### What to produce
Give back exactly the lines from the one that includes "the grass in the photo above." to the last line below, both included, and no further lines.

== Recorded data

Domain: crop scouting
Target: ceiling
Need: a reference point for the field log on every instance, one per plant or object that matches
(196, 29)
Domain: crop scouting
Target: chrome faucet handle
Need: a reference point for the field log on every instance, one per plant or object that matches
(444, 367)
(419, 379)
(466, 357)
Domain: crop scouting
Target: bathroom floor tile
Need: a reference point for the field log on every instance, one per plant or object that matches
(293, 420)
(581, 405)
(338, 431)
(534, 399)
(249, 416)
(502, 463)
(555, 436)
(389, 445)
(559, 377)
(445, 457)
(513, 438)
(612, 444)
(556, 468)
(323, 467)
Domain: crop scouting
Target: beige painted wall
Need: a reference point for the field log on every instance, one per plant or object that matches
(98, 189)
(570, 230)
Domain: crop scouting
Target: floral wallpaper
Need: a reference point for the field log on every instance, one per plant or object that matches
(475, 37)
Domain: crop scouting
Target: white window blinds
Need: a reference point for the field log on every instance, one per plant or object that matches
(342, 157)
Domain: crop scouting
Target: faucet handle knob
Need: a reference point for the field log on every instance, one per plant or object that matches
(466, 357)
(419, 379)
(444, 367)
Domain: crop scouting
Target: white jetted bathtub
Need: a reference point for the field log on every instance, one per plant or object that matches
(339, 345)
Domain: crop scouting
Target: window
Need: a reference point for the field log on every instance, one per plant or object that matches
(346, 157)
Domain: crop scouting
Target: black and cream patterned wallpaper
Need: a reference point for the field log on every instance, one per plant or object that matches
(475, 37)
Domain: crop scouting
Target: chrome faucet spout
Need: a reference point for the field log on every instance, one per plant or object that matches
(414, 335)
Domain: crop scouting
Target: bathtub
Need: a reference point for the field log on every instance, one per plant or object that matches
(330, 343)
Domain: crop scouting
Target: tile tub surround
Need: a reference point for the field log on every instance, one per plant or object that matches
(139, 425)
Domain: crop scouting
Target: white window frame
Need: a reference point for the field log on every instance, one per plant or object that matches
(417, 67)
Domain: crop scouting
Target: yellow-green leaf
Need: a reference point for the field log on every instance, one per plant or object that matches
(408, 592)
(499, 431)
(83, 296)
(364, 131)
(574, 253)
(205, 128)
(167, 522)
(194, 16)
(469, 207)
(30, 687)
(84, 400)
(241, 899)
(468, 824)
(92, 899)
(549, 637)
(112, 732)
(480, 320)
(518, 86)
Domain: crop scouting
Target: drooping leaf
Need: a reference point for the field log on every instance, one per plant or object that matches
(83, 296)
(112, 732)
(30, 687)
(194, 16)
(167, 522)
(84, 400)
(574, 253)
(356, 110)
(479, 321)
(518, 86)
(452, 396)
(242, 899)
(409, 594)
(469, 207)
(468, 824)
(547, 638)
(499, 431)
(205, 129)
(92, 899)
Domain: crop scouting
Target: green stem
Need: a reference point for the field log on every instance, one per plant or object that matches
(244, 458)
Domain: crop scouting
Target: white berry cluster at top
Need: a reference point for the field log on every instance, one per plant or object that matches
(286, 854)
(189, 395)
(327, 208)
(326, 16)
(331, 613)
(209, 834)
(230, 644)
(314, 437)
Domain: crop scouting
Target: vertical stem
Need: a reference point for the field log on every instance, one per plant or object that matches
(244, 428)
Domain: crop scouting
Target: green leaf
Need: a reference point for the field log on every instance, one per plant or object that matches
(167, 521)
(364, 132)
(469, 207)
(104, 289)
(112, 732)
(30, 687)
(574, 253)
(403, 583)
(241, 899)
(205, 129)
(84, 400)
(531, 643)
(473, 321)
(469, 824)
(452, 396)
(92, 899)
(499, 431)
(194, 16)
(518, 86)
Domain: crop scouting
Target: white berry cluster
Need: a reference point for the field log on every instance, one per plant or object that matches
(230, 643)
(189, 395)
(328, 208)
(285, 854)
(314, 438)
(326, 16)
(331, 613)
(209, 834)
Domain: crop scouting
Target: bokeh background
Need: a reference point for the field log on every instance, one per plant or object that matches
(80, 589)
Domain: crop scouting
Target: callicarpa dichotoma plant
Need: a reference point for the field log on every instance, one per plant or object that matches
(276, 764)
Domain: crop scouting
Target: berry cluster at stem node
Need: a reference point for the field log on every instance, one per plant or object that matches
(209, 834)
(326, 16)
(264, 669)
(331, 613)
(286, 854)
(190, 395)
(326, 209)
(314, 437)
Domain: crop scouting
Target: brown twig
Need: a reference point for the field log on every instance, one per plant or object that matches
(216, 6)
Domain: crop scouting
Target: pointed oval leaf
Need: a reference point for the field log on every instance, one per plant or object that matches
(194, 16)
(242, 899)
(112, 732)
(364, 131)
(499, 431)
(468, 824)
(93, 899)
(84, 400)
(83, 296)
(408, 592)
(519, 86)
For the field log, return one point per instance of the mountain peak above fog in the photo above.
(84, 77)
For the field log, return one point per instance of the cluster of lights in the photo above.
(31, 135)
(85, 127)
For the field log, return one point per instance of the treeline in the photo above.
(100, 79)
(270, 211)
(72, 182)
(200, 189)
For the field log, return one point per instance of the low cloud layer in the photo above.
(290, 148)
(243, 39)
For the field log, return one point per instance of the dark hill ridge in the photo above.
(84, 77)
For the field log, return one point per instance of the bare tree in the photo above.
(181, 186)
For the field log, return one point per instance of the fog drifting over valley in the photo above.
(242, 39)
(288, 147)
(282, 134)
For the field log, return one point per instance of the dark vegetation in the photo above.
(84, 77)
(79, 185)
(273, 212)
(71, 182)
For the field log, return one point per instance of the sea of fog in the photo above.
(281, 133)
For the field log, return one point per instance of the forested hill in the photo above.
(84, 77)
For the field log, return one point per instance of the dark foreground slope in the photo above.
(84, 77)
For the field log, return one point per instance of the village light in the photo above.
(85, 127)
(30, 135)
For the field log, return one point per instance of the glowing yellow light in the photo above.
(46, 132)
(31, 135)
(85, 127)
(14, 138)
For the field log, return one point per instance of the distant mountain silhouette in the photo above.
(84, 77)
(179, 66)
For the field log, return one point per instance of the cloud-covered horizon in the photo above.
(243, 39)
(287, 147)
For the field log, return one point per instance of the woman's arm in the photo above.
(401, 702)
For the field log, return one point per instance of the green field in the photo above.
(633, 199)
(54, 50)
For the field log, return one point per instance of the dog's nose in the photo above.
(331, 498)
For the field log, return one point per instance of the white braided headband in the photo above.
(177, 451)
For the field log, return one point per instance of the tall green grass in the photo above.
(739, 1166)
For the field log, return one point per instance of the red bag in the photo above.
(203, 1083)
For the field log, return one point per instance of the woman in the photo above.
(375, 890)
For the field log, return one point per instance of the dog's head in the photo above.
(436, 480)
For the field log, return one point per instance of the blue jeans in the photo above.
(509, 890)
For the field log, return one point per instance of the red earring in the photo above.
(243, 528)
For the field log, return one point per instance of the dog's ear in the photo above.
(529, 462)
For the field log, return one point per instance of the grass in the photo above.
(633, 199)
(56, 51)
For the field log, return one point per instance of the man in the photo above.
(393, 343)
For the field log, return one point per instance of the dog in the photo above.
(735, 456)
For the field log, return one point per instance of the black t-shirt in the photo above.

====

### Output
For the field log, return one point per instance of the grass in the photo above.
(633, 199)
(56, 51)
For the field log, return one point per instance of the man in the photo above.
(393, 343)
For the field log, return one point per instance of the dog in the photo above.
(735, 456)
For the field log, return one point per instance of the black t-shirt in the photo above.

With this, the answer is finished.